==== Material for this exercise ====
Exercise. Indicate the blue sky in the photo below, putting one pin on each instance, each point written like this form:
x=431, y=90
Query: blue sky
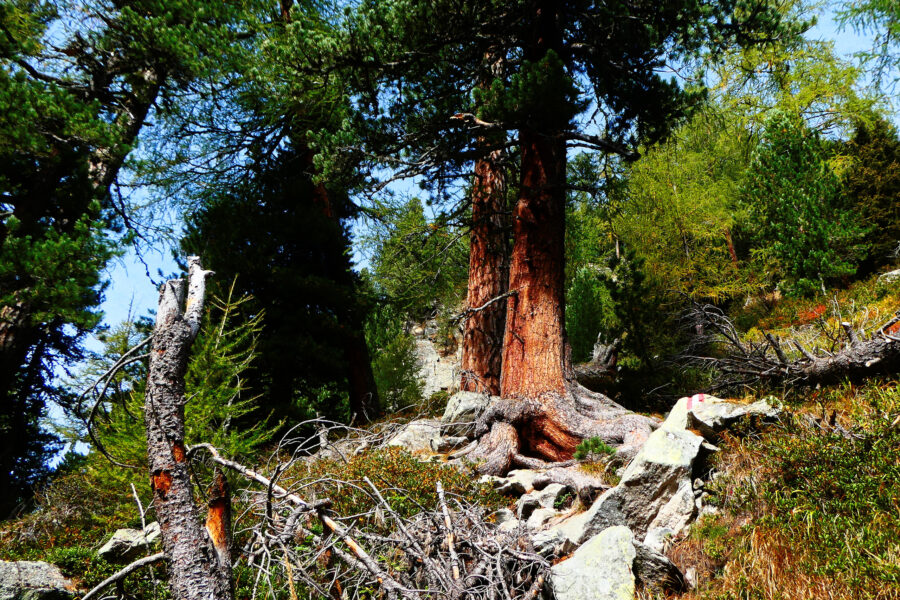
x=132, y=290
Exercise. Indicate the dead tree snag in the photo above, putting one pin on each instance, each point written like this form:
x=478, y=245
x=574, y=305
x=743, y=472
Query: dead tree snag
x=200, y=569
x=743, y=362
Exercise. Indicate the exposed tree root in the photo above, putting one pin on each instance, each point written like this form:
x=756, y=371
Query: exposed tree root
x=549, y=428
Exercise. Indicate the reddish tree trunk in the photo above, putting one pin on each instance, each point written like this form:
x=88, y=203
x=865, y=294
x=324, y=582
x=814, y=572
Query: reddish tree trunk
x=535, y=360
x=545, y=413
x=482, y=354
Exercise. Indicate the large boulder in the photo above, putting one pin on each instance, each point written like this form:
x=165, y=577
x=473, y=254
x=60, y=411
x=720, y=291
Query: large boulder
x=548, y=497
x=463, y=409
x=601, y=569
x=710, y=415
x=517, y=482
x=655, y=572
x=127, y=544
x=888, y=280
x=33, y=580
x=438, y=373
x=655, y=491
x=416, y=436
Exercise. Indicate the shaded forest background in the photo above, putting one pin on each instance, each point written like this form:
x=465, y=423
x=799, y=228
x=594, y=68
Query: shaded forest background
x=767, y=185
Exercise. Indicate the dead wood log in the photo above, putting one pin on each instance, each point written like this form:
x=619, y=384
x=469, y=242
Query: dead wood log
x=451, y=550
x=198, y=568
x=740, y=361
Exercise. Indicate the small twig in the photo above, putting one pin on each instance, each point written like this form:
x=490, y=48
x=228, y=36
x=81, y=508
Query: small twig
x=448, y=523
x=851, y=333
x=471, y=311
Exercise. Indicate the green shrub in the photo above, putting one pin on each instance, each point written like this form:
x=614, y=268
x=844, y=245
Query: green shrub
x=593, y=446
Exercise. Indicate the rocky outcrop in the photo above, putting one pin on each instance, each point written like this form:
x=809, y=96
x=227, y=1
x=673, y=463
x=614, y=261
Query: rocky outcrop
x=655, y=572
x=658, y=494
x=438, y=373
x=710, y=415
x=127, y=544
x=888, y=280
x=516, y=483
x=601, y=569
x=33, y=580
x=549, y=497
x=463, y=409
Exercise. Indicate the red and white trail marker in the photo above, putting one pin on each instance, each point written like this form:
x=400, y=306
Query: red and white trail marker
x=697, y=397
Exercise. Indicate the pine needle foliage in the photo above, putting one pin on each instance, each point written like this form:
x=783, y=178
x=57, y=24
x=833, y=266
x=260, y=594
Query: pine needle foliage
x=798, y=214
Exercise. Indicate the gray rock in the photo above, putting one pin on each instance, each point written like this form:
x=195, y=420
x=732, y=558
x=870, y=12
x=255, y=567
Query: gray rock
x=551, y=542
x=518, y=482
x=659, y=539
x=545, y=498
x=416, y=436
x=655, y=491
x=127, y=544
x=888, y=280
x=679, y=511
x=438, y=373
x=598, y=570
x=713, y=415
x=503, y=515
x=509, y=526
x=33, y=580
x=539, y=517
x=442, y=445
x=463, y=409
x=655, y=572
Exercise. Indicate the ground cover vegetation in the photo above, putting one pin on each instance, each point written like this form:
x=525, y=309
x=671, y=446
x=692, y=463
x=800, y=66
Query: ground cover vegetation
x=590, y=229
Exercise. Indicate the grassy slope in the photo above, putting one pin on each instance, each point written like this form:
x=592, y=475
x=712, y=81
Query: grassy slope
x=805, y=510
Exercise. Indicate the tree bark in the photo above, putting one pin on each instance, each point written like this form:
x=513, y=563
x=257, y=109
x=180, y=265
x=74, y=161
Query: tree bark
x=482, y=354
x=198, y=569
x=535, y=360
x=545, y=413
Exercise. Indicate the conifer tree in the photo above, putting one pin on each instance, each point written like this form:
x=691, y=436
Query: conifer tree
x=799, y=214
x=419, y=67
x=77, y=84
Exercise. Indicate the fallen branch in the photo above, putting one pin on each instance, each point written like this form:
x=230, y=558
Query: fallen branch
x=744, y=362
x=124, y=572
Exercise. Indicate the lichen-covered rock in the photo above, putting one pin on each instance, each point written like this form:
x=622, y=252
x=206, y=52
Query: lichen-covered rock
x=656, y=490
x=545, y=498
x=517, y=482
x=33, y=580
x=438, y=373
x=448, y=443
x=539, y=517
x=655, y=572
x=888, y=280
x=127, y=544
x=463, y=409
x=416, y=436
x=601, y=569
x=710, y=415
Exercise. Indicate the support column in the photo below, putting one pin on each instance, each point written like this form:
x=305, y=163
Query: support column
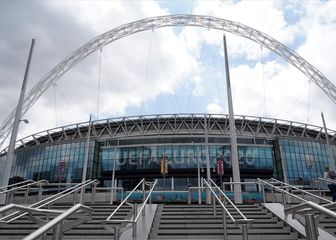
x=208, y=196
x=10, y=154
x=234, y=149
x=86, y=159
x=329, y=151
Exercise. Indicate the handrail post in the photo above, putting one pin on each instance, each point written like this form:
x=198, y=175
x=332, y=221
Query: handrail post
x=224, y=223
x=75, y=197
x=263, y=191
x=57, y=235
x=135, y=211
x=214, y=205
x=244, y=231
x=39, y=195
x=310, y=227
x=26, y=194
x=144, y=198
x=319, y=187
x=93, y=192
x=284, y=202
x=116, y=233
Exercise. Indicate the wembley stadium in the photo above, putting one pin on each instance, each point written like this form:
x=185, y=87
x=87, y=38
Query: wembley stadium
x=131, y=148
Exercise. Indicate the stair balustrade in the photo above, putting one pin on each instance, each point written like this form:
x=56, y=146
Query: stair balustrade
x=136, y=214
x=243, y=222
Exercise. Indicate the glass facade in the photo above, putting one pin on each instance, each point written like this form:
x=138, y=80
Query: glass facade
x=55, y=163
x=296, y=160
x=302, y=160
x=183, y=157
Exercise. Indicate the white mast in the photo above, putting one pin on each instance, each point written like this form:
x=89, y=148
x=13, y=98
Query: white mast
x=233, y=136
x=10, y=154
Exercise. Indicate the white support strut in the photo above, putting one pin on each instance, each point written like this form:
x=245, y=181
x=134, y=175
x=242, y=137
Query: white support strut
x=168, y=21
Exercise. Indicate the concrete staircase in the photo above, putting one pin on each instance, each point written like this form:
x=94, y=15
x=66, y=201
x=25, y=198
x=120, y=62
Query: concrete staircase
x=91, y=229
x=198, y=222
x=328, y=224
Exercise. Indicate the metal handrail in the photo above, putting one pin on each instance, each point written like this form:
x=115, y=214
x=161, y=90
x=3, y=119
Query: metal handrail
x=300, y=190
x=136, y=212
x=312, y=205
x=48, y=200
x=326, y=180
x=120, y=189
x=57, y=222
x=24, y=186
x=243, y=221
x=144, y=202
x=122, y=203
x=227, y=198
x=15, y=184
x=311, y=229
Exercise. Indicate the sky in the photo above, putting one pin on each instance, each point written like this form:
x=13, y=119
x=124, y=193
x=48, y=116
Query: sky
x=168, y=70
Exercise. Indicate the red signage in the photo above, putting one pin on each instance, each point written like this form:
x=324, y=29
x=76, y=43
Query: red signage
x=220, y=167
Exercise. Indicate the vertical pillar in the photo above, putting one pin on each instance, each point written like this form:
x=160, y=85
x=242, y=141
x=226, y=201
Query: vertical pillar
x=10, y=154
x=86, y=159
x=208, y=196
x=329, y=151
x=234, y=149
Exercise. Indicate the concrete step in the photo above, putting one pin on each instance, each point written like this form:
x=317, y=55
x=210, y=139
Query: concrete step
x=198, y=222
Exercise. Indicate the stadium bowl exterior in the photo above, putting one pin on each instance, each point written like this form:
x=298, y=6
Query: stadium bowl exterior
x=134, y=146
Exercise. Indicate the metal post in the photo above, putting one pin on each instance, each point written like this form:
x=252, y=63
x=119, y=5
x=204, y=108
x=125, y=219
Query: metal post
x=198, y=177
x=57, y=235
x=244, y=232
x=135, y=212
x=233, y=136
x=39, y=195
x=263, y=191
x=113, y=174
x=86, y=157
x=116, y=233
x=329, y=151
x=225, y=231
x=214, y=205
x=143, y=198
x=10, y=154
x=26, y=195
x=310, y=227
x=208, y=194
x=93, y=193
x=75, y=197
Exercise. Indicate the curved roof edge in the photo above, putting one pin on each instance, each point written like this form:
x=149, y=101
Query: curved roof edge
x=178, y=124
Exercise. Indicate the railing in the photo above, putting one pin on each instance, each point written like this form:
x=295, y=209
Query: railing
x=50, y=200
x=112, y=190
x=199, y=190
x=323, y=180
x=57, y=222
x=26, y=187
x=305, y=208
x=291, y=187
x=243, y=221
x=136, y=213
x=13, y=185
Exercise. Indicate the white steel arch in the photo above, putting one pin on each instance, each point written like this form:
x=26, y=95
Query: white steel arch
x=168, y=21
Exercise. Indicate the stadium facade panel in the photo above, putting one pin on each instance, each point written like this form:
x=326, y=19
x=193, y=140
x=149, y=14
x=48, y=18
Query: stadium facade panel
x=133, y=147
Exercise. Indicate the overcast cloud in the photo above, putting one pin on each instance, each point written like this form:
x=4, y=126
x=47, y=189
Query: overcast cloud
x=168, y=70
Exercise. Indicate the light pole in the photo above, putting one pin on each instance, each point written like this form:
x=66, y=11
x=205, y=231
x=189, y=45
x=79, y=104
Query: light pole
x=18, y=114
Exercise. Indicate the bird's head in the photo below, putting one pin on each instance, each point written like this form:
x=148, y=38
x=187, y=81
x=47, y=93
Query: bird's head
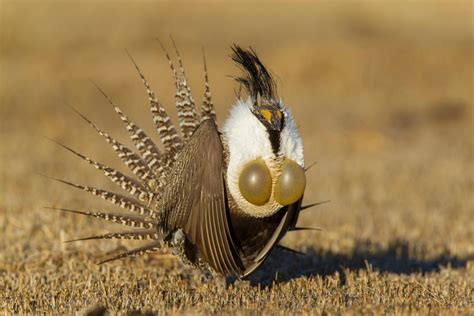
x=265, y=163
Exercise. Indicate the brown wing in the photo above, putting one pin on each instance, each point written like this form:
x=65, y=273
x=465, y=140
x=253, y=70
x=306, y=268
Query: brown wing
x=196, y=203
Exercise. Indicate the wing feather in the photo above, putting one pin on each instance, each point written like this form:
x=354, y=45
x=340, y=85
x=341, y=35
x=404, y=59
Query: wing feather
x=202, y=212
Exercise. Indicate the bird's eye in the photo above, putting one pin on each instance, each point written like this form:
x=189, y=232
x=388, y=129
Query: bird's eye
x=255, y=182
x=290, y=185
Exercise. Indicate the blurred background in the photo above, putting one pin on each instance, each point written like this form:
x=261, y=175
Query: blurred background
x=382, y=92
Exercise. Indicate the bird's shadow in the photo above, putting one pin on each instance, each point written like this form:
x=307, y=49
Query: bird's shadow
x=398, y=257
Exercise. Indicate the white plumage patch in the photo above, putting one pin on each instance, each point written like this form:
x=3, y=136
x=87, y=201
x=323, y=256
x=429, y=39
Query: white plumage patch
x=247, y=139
====
Assignment:
Go back to the entries above and restate word for word every line from the first through the one that contains "x=809, y=96", leaving the pictures behind.

Task output:
Exercise. Indicate the blue sky in the photo below, putting one pin on each instance, each point written like this form:
x=431, y=90
Query: blue sky
x=132, y=290
Exercise. Indicate the dead tree snag in the photo above, putting one pin on each instance, each point written like this form:
x=478, y=245
x=574, y=305
x=743, y=472
Query: dead tree snag
x=200, y=569
x=743, y=362
Exercise. Indicate the exposed tree root in the photo above, putting one pin on each instance, each point written like this form:
x=756, y=371
Query: exposed tree root
x=549, y=428
Exercise. Indicate the reddish tree trunk in the photo above, putting one pin on each instance, each point written like this form:
x=88, y=203
x=865, y=294
x=324, y=582
x=814, y=572
Query: reddish tree trunk
x=535, y=360
x=545, y=413
x=482, y=354
Exercise. Indicate the large boulder in the photo above, putting one pin on each instance, each point written like this form:
x=165, y=577
x=473, y=254
x=60, y=411
x=720, y=291
Query: large boulder
x=548, y=497
x=463, y=409
x=601, y=569
x=710, y=415
x=517, y=482
x=655, y=572
x=127, y=544
x=888, y=280
x=33, y=580
x=438, y=373
x=655, y=491
x=416, y=436
Exercise. Indicate the shaded forest background in the photo above, putting one pin on each instance, each point written like this form:
x=465, y=423
x=799, y=228
x=594, y=68
Query: shaded forest background
x=767, y=185
Exercise. Indicate the dead wood log in the photo above, putting one pin on each instance, each point written like this form:
x=619, y=384
x=469, y=242
Query: dead wood log
x=451, y=550
x=198, y=568
x=740, y=361
Exercise. Indicate the small twig in the photo above, putting one pin on each instance, each point written like this form:
x=490, y=48
x=228, y=36
x=81, y=508
Query: small twig
x=448, y=523
x=851, y=333
x=471, y=311
Exercise. Indicate the green shrub in the photo above, putting one pin on each instance, each point written like this form:
x=614, y=268
x=844, y=245
Query: green shrub
x=593, y=446
Exercise. Indicate the rocky outcrop in the photo above, putting one pin on each instance, each point written like this form:
x=809, y=96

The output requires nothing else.